Data supplied:
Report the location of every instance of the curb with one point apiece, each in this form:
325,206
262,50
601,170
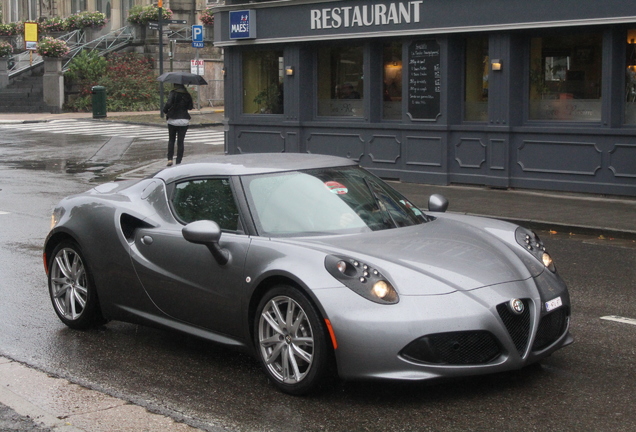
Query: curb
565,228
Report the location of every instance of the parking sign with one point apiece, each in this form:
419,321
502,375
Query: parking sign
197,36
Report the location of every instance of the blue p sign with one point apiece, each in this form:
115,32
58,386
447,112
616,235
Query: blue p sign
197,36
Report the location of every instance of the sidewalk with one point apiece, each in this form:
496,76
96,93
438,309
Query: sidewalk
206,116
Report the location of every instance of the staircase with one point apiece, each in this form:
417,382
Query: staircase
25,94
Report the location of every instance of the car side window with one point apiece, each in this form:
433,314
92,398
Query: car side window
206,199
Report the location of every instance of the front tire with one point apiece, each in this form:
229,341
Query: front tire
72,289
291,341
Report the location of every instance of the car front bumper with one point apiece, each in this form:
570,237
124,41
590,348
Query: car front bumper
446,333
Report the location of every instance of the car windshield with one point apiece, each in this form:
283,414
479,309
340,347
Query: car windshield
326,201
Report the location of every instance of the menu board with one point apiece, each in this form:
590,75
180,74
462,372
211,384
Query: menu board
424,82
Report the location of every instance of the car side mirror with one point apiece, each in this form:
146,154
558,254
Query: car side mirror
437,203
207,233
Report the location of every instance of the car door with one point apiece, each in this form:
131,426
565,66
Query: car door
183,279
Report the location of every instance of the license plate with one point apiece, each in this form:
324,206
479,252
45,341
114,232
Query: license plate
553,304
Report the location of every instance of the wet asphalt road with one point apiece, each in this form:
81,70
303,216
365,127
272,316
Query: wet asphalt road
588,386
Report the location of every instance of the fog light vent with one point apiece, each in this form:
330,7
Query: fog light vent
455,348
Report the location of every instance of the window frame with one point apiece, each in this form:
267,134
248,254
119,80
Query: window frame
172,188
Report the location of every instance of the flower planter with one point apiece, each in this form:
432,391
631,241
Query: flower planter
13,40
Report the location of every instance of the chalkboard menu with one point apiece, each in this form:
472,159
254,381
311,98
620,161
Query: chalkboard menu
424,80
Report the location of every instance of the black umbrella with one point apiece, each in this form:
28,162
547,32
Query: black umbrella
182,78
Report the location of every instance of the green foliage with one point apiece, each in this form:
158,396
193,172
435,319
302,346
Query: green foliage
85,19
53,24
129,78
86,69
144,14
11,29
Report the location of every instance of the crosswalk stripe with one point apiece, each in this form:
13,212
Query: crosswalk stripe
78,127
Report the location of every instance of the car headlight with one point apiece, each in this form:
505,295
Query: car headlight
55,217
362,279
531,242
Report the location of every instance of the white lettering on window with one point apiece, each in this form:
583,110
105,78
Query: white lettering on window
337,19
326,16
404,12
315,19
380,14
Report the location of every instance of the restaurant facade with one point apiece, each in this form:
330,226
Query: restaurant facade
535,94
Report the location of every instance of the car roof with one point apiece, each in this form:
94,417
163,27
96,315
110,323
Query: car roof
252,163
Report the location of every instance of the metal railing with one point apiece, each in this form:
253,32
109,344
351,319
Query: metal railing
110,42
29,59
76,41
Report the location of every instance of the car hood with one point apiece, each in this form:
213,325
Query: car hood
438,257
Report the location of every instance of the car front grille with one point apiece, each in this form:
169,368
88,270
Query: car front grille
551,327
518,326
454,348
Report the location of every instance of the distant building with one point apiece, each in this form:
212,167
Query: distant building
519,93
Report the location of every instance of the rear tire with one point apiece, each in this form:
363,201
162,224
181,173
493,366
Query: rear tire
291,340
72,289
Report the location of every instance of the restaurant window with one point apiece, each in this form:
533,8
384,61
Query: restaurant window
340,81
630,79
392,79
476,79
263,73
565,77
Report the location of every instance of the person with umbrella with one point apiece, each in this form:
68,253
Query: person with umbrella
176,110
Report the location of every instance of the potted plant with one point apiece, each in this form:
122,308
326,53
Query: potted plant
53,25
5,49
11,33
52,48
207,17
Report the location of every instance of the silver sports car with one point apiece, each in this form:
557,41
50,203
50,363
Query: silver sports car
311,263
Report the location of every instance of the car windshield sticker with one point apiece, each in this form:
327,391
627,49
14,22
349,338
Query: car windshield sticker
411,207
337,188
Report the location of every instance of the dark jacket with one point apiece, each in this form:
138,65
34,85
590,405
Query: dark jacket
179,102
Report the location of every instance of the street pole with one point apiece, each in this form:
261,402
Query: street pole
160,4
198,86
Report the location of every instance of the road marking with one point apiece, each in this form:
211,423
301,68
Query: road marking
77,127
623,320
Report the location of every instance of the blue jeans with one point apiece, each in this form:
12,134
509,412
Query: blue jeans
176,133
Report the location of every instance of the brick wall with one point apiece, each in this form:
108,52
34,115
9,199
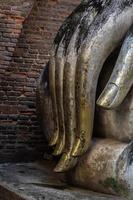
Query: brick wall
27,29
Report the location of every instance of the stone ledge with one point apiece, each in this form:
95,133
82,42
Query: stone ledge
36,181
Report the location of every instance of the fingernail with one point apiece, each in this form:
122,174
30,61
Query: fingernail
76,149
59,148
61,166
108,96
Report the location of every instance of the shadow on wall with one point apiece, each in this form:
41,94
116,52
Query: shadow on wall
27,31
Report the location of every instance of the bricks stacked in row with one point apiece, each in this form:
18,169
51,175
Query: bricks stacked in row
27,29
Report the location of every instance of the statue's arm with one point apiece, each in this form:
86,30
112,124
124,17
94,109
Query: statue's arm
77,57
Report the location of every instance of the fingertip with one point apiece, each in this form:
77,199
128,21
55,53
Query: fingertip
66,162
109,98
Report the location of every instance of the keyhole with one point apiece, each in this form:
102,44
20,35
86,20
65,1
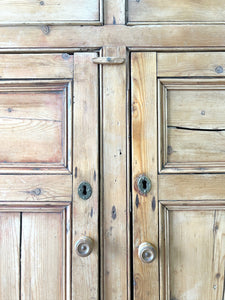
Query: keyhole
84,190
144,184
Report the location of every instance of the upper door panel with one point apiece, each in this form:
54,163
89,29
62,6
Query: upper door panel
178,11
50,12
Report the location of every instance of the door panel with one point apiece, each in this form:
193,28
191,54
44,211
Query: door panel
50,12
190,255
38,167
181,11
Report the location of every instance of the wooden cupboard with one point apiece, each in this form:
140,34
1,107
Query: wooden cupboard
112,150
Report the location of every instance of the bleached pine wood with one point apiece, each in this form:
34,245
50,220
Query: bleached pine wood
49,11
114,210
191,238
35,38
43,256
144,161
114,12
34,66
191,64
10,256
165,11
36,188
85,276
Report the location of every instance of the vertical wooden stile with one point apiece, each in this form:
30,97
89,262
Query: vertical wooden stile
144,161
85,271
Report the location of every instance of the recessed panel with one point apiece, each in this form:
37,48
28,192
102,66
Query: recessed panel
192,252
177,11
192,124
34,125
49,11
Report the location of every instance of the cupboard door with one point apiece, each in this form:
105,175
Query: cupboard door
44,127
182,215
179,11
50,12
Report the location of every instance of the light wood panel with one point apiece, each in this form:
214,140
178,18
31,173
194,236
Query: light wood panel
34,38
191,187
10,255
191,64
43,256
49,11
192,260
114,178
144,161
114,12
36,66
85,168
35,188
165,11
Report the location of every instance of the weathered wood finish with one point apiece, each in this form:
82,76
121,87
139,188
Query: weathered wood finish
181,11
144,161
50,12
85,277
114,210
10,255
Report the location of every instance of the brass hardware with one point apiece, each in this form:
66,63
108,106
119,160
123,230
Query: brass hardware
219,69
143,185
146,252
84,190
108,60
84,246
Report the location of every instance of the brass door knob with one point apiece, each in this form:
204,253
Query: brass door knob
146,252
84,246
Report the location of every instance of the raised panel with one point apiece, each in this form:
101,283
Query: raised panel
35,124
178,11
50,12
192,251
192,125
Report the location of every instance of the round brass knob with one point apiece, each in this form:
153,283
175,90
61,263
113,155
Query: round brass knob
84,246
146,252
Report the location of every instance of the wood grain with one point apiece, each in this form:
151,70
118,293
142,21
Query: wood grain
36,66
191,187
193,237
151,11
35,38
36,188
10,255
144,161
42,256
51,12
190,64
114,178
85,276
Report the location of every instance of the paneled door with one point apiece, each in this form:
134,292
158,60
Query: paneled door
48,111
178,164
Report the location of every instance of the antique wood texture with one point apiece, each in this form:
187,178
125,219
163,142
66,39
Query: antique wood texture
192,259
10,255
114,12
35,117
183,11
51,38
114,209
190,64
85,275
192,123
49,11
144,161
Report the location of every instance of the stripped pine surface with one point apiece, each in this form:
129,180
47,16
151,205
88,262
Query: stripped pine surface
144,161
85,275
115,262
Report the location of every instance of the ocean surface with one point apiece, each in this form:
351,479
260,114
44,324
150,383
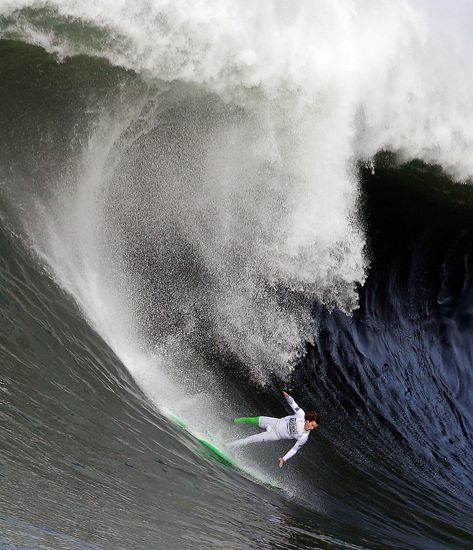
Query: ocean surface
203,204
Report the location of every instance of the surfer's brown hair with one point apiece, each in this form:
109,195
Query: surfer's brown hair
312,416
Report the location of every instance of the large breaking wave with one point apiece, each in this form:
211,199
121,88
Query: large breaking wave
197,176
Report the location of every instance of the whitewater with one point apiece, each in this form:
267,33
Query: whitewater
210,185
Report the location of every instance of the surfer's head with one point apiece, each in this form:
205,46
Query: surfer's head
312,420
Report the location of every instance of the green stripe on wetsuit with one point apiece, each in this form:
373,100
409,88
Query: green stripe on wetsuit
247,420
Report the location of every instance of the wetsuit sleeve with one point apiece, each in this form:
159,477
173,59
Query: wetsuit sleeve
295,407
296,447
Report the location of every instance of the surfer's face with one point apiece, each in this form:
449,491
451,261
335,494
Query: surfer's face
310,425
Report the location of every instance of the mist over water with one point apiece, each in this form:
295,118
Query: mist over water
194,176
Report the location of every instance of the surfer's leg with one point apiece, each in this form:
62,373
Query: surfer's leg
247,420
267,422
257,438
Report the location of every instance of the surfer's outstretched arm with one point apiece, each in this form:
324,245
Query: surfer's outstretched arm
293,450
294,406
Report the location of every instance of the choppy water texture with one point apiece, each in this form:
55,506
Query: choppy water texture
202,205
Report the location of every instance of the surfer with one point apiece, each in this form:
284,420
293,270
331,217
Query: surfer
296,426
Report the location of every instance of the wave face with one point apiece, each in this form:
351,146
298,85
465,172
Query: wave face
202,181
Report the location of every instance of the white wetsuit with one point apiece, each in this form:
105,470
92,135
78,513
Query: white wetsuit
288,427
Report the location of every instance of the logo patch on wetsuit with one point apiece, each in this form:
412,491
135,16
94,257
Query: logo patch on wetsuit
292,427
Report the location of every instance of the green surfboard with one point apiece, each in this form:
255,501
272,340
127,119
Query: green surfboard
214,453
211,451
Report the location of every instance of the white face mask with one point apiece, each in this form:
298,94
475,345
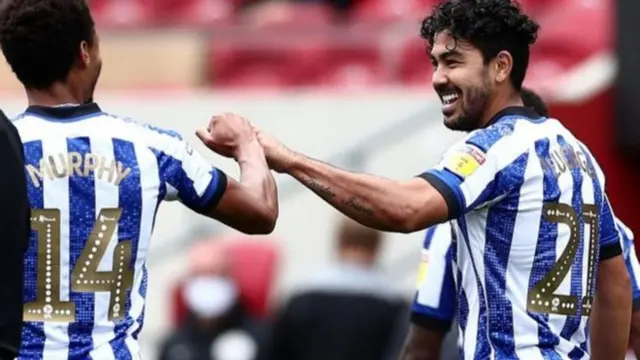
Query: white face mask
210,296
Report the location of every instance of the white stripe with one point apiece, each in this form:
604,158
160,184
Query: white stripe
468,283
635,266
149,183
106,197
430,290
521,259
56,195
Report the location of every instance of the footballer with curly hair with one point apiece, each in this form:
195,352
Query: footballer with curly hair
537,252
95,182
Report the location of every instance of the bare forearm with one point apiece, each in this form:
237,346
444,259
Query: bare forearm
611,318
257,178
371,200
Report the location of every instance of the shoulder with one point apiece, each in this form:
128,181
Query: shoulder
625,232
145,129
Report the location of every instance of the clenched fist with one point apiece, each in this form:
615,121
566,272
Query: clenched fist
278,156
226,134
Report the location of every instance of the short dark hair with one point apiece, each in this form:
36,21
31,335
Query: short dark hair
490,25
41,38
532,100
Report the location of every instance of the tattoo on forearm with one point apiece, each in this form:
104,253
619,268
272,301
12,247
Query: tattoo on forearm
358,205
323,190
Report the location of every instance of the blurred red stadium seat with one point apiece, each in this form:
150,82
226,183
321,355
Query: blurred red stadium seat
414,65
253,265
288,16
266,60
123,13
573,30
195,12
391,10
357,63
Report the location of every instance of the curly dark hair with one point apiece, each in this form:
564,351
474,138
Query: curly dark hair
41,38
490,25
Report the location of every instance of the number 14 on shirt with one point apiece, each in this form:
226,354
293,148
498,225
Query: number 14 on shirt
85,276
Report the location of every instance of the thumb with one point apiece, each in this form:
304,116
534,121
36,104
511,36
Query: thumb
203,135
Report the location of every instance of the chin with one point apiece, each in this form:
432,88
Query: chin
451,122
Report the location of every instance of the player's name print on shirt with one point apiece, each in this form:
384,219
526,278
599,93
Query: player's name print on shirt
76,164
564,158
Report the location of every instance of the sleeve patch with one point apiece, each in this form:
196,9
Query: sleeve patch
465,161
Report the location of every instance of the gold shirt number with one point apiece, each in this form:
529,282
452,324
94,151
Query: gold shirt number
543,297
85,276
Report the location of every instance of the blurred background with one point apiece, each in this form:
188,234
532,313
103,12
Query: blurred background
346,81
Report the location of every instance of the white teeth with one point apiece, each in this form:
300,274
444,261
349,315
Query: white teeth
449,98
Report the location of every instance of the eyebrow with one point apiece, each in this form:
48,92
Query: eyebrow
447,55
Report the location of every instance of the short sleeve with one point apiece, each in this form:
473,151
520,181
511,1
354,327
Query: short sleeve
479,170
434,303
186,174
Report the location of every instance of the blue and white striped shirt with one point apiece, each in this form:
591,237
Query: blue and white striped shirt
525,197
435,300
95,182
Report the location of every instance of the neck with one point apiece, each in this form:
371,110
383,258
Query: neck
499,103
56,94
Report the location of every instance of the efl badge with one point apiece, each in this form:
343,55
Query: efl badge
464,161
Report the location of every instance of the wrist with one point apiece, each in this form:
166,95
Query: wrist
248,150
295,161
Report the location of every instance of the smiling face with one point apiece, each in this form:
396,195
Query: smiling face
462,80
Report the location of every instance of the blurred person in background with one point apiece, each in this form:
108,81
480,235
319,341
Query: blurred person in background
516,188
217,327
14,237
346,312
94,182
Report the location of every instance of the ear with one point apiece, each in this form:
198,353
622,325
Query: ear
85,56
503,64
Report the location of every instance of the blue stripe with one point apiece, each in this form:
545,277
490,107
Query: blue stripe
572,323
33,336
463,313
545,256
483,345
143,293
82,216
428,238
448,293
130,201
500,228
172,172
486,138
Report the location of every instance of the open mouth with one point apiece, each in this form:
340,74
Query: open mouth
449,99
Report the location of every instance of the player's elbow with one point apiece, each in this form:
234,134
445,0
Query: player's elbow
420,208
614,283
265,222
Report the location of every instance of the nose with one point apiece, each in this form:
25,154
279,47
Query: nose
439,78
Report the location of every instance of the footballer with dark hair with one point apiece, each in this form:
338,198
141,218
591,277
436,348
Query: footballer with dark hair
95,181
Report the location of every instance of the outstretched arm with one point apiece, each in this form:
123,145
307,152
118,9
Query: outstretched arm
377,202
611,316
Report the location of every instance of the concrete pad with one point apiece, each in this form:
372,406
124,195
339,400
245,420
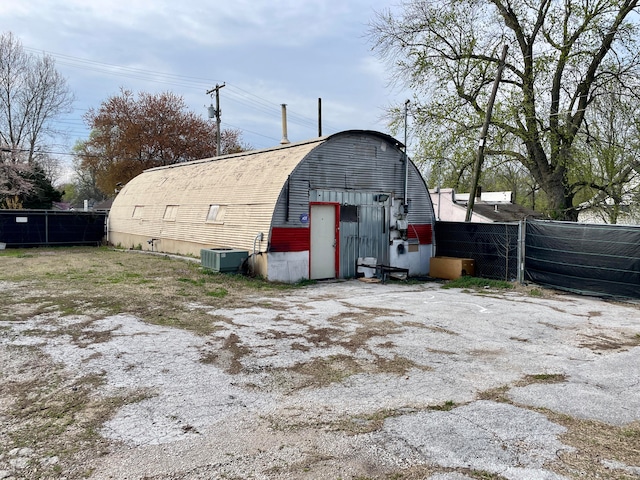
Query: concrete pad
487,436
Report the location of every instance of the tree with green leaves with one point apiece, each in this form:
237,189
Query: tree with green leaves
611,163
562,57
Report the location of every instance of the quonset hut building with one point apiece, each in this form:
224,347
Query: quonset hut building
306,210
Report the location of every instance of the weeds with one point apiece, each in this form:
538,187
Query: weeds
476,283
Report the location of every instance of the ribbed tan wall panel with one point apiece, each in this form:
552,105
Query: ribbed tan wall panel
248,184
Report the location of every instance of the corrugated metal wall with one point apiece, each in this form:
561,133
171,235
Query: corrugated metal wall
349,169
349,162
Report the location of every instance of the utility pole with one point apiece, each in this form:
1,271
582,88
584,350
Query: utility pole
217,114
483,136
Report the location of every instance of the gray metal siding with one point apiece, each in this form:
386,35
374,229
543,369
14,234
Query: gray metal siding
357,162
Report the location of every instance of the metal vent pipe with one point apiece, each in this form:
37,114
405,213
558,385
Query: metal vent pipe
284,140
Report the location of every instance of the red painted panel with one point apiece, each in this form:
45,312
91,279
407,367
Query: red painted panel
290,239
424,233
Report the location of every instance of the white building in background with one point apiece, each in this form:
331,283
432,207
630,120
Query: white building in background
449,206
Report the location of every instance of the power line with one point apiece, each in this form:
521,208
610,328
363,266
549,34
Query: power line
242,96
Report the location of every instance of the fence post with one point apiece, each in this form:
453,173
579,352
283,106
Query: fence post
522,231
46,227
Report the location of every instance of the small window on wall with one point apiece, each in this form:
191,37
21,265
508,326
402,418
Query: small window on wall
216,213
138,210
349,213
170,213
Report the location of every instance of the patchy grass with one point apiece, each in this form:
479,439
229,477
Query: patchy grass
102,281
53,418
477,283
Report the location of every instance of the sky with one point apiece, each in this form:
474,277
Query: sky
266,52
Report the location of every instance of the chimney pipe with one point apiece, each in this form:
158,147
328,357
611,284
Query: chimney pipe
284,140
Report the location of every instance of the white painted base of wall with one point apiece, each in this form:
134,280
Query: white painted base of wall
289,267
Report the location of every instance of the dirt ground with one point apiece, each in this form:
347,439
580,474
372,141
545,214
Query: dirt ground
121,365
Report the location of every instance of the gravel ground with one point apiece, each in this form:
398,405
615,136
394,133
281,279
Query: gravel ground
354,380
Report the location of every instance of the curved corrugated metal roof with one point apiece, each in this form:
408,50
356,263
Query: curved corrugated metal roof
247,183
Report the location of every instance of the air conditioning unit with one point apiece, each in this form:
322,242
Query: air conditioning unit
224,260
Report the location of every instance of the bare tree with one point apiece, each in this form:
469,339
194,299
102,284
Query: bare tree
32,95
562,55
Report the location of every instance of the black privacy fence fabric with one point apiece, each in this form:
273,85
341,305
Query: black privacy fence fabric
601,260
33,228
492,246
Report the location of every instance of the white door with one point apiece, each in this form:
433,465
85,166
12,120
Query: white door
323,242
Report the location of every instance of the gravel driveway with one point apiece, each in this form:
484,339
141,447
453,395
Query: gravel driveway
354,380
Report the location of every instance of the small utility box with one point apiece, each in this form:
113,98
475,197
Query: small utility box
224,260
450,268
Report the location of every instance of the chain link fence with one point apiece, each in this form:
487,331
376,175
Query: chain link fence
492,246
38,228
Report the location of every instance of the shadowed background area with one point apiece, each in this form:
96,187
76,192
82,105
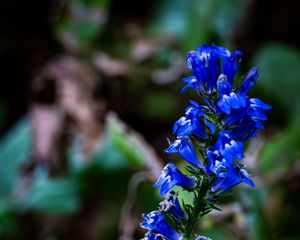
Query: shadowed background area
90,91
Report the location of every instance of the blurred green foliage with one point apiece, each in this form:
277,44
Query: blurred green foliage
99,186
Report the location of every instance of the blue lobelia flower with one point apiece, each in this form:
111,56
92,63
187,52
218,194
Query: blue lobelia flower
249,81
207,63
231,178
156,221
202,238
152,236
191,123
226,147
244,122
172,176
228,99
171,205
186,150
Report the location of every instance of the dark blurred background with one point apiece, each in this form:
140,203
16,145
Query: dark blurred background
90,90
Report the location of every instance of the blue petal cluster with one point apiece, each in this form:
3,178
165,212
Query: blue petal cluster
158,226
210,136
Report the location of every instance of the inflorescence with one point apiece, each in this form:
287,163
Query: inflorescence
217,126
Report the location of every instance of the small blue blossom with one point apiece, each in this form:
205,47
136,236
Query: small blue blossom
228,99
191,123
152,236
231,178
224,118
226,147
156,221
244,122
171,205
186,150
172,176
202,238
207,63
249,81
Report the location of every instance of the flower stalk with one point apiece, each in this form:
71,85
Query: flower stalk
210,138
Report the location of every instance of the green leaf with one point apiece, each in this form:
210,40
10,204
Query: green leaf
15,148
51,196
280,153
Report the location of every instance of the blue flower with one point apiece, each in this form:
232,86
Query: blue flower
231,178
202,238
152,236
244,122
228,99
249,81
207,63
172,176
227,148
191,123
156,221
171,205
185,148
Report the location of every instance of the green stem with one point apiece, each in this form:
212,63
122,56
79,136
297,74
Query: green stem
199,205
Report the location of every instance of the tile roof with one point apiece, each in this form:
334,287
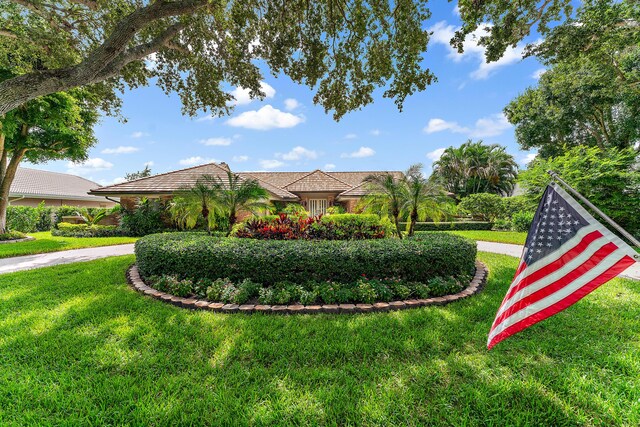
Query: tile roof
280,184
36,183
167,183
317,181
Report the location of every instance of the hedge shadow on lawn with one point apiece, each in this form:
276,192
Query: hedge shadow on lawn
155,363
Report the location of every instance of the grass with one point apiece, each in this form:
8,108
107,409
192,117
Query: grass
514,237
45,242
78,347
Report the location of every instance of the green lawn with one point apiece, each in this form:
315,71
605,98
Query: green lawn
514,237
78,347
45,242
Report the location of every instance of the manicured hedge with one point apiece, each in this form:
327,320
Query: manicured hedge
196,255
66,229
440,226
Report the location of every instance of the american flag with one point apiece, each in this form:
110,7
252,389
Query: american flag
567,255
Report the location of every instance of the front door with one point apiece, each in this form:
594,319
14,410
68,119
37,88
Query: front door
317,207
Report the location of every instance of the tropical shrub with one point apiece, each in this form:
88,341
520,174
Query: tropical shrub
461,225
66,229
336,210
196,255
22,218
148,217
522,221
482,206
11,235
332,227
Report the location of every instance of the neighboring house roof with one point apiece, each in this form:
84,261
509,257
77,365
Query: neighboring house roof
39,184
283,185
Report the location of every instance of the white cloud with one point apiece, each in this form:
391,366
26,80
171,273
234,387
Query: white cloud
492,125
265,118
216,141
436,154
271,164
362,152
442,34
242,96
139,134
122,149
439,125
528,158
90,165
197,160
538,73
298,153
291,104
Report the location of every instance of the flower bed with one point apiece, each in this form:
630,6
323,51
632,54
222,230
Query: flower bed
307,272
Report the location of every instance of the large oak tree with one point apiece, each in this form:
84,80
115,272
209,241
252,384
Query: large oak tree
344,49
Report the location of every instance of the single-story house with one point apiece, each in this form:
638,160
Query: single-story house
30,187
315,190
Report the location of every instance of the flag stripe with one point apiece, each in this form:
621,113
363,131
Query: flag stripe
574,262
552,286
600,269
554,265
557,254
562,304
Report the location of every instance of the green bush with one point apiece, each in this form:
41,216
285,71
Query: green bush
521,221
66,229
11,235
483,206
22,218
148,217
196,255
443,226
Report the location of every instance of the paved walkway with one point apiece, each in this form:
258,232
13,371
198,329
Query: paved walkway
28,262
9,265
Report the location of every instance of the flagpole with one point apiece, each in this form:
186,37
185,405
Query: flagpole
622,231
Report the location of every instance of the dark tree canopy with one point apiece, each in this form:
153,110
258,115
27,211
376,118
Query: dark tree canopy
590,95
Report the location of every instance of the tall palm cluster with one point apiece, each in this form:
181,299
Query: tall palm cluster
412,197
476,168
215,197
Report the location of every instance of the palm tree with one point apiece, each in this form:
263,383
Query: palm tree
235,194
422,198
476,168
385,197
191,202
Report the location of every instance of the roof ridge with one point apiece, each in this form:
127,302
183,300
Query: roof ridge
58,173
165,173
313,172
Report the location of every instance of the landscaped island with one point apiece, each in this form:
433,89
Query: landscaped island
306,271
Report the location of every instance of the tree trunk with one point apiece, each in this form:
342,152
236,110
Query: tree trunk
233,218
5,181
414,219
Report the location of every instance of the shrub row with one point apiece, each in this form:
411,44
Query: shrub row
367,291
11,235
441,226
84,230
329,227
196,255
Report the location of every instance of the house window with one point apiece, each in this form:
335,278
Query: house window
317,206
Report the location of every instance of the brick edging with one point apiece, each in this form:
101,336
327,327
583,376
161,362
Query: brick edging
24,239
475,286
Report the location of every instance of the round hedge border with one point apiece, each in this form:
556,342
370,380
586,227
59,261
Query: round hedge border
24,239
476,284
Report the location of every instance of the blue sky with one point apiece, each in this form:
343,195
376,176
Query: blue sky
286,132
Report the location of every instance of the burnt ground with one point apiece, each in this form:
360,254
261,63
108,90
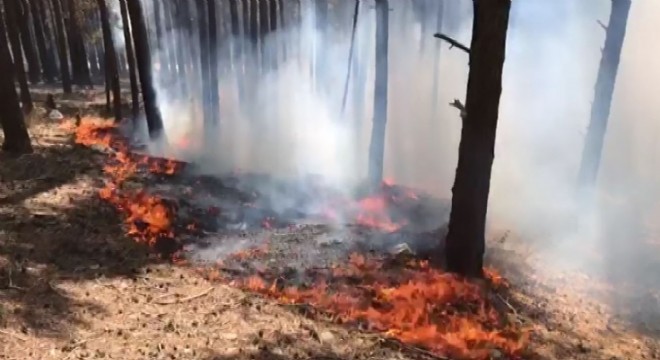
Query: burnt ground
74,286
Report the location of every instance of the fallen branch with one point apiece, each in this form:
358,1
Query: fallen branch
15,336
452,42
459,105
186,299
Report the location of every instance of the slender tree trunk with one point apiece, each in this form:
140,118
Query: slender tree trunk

Instruction:
Write down exactly the lines running from the line with "Report the location of every instance of the brick edging" through the end of the material, both ends included, and none of the pictures.

Right answer:
Report the location of every instance of the brick edging with one point apiece, each in this form:
101,336
327,327
583,376
161,362
Query: brick edging
24,239
475,286
Report the location of every instance of the round hedge border with one point apiece, each in this form:
556,342
370,380
586,227
59,261
Query: round hedge border
24,239
476,284
Report the location of every instance of the blue sky with one point apiece, each in this form:
343,195
376,176
Query: blue sky
286,132
Report the location of every instance of the burnt ground with one point apiece, each in this form:
360,254
261,63
108,90
Query: burnt ground
74,286
Report the location of every instance of the fallen branch with one point apiece, each in this form:
358,1
Query: fallen branch
15,336
452,42
459,105
186,299
Report the location of every instance of the slender tree trunk with one point apiece, each in this form:
140,118
Query: slender tree trunk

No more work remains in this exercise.